**What is being asked**
Could you convert the stretch of records from the line containing "Each instance receives one keypoint. Tag the burning" through the end of the records into a Markdown table, with a Row column for the row number and a Line column for each line, leaving out blank lines?

───── Information supplied ─────

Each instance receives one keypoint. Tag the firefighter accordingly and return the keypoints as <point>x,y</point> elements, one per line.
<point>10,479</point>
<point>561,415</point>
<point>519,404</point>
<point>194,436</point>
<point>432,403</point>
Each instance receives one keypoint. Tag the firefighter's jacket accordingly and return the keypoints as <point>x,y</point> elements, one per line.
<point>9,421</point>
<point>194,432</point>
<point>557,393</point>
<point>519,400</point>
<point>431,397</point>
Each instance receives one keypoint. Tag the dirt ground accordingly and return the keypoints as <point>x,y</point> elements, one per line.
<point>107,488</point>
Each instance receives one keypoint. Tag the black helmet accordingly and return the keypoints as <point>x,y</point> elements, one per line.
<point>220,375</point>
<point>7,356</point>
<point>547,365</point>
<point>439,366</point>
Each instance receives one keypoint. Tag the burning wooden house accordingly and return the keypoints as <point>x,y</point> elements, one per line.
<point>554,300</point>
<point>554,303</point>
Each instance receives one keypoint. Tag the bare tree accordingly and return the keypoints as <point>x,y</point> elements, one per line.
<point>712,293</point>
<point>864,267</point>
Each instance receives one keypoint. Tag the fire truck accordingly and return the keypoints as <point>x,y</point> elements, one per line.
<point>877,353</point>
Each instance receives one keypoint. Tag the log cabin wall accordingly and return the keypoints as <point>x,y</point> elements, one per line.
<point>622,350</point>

─────

**Solved problem**
| Row | Line |
|---|---|
| 1 | Each instance receives one keypoint. Tag the burning wooden house accordingly and return the keypoints as <point>x,y</point> elements, one per line. |
| 2 | <point>554,300</point> |
| 3 | <point>554,303</point> |
| 4 | Each instance receives one keypoint. Tag the bare tree accordingly and return the keypoints as <point>x,y</point> elements, one per line. |
| 5 | <point>712,293</point> |
| 6 | <point>864,267</point> |
| 7 | Each instance receives one keypoint. Tag the fire truck accordingly and return the keypoints as <point>x,y</point> elements, one per line. |
| 8 | <point>877,353</point> |
| 9 | Each instance receives one keypoint. Tag the log cabin wall accordingly and return the keypoints as <point>x,y</point> elements, one per line. |
| 10 | <point>622,350</point> |